TASK DESCRIPTION: Each entry must be copied exactly, without omission.
── RECORD EXCERPTS ──
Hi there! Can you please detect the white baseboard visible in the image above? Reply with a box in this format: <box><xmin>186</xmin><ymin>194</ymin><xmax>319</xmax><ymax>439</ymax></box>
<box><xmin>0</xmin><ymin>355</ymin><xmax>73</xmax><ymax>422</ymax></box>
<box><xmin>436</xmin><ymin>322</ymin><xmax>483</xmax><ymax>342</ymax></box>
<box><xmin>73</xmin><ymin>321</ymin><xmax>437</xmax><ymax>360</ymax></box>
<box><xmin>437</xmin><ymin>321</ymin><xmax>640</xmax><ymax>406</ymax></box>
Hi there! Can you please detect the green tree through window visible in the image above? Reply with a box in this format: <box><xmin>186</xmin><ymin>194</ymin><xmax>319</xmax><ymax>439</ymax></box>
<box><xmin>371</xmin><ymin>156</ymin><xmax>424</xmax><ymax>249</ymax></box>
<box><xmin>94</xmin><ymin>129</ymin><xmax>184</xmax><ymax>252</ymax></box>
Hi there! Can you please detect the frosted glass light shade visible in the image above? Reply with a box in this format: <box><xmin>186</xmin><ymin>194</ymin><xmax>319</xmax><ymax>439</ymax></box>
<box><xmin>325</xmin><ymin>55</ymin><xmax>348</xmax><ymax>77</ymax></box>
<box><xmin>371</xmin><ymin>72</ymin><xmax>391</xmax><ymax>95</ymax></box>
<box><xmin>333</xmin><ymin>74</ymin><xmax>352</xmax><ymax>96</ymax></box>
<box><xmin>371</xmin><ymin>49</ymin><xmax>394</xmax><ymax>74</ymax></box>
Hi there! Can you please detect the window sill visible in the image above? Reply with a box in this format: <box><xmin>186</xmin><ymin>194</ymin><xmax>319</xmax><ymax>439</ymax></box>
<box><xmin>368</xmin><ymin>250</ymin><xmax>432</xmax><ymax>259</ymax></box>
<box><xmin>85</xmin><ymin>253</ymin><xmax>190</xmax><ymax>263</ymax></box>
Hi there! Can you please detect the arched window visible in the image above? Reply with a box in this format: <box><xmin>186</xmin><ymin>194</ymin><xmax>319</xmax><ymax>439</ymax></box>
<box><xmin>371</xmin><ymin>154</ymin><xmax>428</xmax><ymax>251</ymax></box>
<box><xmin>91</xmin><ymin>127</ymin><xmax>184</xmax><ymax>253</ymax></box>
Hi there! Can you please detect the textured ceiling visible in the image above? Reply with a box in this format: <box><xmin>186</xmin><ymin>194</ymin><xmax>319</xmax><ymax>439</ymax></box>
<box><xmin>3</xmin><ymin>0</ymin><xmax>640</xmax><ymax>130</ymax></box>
───
YOUR SOLUTION:
Hi there! Can you please detect the white baseboard visible in the image above? Reply with a box in this format: <box><xmin>186</xmin><ymin>194</ymin><xmax>319</xmax><ymax>439</ymax></box>
<box><xmin>0</xmin><ymin>355</ymin><xmax>73</xmax><ymax>422</ymax></box>
<box><xmin>436</xmin><ymin>322</ymin><xmax>483</xmax><ymax>342</ymax></box>
<box><xmin>73</xmin><ymin>321</ymin><xmax>437</xmax><ymax>360</ymax></box>
<box><xmin>437</xmin><ymin>321</ymin><xmax>640</xmax><ymax>406</ymax></box>
Hi there! Can you please detect the green tree through window visible in the image above? Reply with a box in this format: <box><xmin>186</xmin><ymin>194</ymin><xmax>319</xmax><ymax>439</ymax></box>
<box><xmin>371</xmin><ymin>156</ymin><xmax>424</xmax><ymax>249</ymax></box>
<box><xmin>94</xmin><ymin>129</ymin><xmax>184</xmax><ymax>252</ymax></box>
Hi there! Can you please detect the frosted glass light shade visible in the image above? Reply with a box in this format: <box><xmin>186</xmin><ymin>194</ymin><xmax>319</xmax><ymax>439</ymax></box>
<box><xmin>325</xmin><ymin>55</ymin><xmax>348</xmax><ymax>77</ymax></box>
<box><xmin>371</xmin><ymin>72</ymin><xmax>391</xmax><ymax>95</ymax></box>
<box><xmin>333</xmin><ymin>74</ymin><xmax>352</xmax><ymax>96</ymax></box>
<box><xmin>371</xmin><ymin>49</ymin><xmax>394</xmax><ymax>74</ymax></box>
Hi there! Can you please detect the window sill visible in the image above? Reply with a box in this format: <box><xmin>186</xmin><ymin>194</ymin><xmax>319</xmax><ymax>439</ymax></box>
<box><xmin>368</xmin><ymin>250</ymin><xmax>432</xmax><ymax>259</ymax></box>
<box><xmin>85</xmin><ymin>253</ymin><xmax>190</xmax><ymax>263</ymax></box>
Hi there! Can you please detect the arched window visible in the image above? Reply with a box in this format: <box><xmin>186</xmin><ymin>194</ymin><xmax>319</xmax><ymax>439</ymax></box>
<box><xmin>371</xmin><ymin>154</ymin><xmax>428</xmax><ymax>251</ymax></box>
<box><xmin>91</xmin><ymin>127</ymin><xmax>184</xmax><ymax>253</ymax></box>
Hi there! Can you please detect the textured ceiling visible in the image above? Reply with a box in this format: <box><xmin>186</xmin><ymin>194</ymin><xmax>319</xmax><ymax>439</ymax></box>
<box><xmin>3</xmin><ymin>0</ymin><xmax>640</xmax><ymax>130</ymax></box>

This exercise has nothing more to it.